- [PROBLEM TO WORK ON] Output consists of the line that contains "Target: stone wall coping" plus every later line of the material below, each one duplicated exactly.

== RECORDS SUPPLIED ==

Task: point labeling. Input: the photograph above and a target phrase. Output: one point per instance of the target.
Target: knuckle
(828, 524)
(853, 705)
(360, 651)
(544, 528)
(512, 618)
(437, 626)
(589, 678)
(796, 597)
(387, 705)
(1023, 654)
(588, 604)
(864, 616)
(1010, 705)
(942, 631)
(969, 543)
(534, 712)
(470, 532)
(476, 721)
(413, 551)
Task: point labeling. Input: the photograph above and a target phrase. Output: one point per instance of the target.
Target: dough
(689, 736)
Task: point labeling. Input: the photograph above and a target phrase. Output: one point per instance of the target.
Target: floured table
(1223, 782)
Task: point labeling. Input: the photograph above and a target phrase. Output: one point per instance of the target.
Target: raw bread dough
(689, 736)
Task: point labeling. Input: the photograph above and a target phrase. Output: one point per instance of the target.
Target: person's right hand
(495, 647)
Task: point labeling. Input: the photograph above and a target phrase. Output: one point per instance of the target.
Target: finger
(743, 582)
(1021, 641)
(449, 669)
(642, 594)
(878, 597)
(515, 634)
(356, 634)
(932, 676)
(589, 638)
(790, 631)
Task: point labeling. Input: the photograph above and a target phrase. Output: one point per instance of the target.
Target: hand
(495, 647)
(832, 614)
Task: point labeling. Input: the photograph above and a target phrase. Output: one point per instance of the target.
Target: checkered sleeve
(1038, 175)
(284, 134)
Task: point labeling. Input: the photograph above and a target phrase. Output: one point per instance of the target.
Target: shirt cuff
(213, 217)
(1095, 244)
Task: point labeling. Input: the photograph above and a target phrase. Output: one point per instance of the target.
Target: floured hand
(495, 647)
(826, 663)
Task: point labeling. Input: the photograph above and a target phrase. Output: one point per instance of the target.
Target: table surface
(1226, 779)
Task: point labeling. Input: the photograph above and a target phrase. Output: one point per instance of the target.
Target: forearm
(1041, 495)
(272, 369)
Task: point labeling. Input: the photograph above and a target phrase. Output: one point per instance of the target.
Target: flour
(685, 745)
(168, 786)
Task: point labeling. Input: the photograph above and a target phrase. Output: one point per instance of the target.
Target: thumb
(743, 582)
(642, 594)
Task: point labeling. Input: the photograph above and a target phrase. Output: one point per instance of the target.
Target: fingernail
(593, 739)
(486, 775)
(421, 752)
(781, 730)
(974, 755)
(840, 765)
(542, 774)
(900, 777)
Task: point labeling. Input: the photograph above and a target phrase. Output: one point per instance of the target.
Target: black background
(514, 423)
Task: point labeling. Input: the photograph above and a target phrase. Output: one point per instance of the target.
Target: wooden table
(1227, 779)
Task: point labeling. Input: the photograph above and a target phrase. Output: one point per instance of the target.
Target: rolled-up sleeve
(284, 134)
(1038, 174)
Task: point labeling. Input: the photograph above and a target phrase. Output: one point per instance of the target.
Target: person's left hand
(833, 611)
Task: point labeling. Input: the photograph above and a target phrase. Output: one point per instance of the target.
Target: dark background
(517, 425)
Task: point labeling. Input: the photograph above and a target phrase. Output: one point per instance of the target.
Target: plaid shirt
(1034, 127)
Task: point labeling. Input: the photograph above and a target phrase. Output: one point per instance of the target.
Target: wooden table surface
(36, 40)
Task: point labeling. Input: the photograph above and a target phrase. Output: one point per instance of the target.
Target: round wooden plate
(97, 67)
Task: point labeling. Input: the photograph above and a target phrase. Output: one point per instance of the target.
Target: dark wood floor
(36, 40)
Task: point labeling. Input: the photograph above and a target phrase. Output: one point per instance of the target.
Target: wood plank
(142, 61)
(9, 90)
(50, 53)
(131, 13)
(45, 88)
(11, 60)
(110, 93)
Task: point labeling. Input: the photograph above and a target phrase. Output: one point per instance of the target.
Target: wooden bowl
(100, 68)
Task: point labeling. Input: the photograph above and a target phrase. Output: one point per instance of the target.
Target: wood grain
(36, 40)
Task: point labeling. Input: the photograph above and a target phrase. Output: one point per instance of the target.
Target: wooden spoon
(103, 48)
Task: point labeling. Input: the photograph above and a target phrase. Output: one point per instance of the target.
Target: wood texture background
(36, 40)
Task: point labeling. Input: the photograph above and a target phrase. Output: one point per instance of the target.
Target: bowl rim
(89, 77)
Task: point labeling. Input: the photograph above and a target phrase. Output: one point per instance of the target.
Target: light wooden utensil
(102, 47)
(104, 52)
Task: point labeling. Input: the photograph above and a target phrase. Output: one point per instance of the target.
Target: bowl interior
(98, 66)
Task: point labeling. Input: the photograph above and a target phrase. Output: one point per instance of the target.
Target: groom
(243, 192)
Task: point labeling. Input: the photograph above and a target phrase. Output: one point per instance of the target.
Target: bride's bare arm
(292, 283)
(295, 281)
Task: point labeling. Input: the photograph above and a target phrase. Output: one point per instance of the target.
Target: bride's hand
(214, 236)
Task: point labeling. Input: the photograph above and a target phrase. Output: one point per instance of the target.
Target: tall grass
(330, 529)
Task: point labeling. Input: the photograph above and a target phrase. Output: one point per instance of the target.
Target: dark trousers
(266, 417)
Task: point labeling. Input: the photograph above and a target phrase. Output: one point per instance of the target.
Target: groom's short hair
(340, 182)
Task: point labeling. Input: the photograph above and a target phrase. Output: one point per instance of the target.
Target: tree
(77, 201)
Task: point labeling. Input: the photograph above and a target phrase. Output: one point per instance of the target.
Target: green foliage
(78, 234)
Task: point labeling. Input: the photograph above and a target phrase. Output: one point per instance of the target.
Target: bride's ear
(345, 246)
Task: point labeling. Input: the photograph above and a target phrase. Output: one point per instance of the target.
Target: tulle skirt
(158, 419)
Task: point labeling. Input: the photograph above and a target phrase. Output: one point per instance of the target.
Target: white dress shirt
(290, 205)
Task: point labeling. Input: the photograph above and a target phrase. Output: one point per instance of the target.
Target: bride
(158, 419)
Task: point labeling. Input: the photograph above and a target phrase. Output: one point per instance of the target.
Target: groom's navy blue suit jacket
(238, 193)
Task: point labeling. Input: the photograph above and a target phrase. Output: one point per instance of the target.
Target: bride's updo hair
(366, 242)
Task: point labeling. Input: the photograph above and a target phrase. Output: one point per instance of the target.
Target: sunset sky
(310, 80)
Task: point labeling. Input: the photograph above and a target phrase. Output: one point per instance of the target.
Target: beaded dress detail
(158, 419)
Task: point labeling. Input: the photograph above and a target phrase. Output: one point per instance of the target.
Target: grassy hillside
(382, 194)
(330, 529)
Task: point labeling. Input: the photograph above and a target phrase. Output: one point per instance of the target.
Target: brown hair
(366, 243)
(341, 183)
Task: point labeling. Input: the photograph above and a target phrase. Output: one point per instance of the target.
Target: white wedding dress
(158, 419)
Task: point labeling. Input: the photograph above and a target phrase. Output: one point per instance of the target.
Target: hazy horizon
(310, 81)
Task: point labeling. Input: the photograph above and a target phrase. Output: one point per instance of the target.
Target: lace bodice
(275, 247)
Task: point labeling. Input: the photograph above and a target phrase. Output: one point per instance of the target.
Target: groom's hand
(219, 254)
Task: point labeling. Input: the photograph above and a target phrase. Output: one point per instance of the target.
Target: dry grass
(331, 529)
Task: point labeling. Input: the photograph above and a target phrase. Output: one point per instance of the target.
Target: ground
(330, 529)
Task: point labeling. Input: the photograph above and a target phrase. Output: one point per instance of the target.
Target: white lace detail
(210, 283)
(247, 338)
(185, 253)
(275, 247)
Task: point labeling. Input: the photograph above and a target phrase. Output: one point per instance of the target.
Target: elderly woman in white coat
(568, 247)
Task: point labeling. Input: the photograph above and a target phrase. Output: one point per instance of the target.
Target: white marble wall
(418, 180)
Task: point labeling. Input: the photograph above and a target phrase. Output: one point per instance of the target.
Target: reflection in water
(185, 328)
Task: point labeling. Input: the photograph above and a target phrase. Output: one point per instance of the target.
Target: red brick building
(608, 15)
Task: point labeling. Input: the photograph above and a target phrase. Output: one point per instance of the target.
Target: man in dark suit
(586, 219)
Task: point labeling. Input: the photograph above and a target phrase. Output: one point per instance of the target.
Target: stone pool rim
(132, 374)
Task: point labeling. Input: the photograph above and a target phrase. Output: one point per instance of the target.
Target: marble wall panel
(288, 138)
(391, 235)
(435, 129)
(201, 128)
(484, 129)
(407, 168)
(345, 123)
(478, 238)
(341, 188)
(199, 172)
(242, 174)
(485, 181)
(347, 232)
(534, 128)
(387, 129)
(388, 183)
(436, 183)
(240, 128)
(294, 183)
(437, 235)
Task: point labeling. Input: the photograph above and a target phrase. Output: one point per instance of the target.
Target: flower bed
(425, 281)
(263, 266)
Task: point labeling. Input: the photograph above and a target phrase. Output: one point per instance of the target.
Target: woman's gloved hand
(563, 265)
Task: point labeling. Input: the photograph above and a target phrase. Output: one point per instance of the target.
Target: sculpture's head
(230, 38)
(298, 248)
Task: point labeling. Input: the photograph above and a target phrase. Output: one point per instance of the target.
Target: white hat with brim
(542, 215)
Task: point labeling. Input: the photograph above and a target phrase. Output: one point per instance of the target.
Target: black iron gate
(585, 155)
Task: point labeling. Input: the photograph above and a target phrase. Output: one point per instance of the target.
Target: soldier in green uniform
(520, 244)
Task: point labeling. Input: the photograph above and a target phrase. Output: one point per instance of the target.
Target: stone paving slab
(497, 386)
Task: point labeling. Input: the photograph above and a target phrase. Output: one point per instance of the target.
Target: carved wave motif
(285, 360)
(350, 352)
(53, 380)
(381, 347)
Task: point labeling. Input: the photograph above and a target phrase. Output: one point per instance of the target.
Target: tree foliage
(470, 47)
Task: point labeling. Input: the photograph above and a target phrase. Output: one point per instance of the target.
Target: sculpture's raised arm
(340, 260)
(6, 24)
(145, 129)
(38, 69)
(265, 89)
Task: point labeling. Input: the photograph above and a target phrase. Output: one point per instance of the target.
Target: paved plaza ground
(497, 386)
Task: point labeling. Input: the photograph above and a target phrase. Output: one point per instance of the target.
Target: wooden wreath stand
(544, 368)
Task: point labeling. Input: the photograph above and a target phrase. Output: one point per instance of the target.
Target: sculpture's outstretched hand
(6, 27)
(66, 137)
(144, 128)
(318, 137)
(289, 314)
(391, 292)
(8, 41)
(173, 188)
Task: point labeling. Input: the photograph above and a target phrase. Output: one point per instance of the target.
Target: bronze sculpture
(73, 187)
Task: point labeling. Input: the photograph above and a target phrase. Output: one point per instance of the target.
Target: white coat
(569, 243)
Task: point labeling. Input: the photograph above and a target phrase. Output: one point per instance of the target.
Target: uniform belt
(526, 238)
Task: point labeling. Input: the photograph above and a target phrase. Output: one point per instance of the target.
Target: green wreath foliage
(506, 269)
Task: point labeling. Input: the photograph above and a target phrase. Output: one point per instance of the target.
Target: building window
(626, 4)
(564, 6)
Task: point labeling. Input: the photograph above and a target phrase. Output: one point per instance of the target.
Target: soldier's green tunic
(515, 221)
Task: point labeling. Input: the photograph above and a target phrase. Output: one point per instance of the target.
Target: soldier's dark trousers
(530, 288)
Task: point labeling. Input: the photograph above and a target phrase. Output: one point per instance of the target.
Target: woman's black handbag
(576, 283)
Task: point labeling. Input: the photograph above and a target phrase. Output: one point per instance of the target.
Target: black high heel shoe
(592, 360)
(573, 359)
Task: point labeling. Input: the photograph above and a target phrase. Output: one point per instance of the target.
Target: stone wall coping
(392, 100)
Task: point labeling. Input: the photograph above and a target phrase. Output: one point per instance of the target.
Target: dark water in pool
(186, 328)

===

- [YOUR SOLUTION]
Target: stone wall coping
(392, 100)
Task: point labeling. Input: the photograph above and a target phrase. Output: one point per instance of the target.
Target: dark water in pool
(186, 328)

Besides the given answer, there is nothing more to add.